» **TASK 1**
In the sermon outline on Luke 15:
(a) How long ago were sheep domesticated?
(b) Where are sheep in America mostly kept?
(c) What year and artist does it give for the painting it mentions?
» **TASK 2**
Carry on the sermon outline on Luke 15 from its last line.

» **TEXT BLOCK**
“Touch Changes” Luke 15
Sheep. I don’t really know much about sheep, do you?
- Domesticated over 10,000 years ago, which means we humans have shared our world closely with sheep.
- In America our sheep are mostly kept in pastures, fenced in.
- In many places in the world sheep still graze in the wild, guided and guarded by shepherds.
- Shepherds have to be close to the sheep. Can’t give them a map and a list of instructions.
- A shepherd has to be close to the sheep. Has to be in touching distance. In Jesus’ time, practically lived with them.
Jesus the Good Shepherd.
- That’s Good, not bad or indifferent.
- Who loves and cares for the sheep. Doesn’t treat them cruelly, but lives with them patiently, wisely, gently, but with strength when its needed.
- Who cares for the lost one in particular, that one who has wandered off and gotten lost.
- Jesus says he is like the Good Shepherd who, discovering a missing sheep goes and looks for it.
- How many of you are thinking of the famous painting: Jesus carrying the sheep, or reach perilously off a cliff to lift a lost lamb. 1878 Bernard Plockhorst
- A shepherd must be hands on with the sheep.

» **RECORDED DATA**
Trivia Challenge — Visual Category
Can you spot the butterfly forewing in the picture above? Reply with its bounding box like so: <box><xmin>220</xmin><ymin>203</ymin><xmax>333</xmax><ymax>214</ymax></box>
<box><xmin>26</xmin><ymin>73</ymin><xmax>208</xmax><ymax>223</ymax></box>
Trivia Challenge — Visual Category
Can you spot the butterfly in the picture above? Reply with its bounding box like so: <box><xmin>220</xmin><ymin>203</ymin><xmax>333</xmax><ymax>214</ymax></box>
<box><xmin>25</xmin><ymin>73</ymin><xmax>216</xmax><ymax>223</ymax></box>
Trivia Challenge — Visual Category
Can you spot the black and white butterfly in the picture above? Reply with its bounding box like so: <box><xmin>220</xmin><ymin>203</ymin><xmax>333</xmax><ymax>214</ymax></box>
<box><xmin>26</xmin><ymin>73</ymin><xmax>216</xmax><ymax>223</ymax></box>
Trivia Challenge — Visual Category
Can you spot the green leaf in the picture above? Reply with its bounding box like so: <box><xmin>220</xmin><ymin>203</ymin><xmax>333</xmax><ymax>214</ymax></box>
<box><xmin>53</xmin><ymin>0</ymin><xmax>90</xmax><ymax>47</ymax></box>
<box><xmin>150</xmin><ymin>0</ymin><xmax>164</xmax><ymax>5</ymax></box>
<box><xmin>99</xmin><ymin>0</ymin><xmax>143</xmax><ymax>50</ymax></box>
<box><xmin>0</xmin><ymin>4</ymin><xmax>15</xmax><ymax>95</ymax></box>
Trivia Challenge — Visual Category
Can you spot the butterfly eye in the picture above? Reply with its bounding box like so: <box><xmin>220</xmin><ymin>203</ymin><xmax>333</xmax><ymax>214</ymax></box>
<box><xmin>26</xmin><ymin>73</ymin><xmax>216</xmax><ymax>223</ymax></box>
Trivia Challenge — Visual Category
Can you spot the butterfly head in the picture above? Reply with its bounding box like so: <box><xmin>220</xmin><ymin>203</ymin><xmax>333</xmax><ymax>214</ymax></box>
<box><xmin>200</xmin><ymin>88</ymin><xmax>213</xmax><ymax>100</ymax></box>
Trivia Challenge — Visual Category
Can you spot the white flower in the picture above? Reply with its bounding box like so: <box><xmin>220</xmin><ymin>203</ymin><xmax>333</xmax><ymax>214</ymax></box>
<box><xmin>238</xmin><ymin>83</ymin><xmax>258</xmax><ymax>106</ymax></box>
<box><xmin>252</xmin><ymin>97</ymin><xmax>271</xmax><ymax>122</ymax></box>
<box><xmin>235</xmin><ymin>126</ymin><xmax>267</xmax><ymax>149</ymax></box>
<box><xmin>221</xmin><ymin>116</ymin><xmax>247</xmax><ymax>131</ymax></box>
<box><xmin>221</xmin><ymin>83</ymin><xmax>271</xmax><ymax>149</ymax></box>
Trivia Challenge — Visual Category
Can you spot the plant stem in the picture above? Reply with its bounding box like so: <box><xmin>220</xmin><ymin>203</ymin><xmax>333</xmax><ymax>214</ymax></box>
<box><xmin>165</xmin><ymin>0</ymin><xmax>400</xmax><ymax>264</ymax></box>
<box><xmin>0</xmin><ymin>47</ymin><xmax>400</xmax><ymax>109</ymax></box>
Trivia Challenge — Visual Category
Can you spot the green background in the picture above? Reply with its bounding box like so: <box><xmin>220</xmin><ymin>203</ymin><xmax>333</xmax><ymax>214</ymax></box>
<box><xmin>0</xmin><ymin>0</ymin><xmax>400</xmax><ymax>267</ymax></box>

» **TASK ANSWER 1**
(a) Over 10,000 years ago.
(b) In pastures, fenced in.
(c) 1878, Bernard Plockhorst.

» **TASK ANSWER 2**
Touch is important.
- Our banner: These banners were made by the young folks of our church.
- How about this one?
- Humans have used touch as a means of communicating—love and care
- It’s a natural thing for there to be touch between people who love and care for each other.
- Liam taking my hand
- Even our pets know it’s important.
But touch is problematic today.
- Because of Covid—we don’t want to get too close.
- I think of all the people who have had to be sick and even to die without the touch of a loved one’s hand.
- How much pain has been created or increased simply because we couldn’t be in contact with our loved ones?
- Touch has become problematic.
- Because of sexual abuse
- Here in the time of Me Too
- Where we have stopped hiding from the fact that some people have used touch that was supposed to be loving to actually hurt others.
- Now I find that I am suspect. I dare not touch others.
- The mere fact that I am male has made people look at me with anger and suspicion.
- Walking past the playground
- But I understand—too many people have used touch the wrong way.
- It is I only dared pat students on the shoulders, even though some needed hugs.
- But that’s how it is these days, with physical touch.
We also touch with our words and actions
- I am sure any one of you can talk of someone who touched their life with words, or actions. Someone want to testify?
- This is our task—to touch people so they can be changes.
- To help lost sheep we have to be close enough to touch.
- If not with our hands then certainly with our words and our prayers.
- But we have to get close enough to touch.
There is a Christian doctrine about this: Incarnation
- We tend to think of God as up there somewhere.
- The man upstairs.
- God who watches over us, looking down on us.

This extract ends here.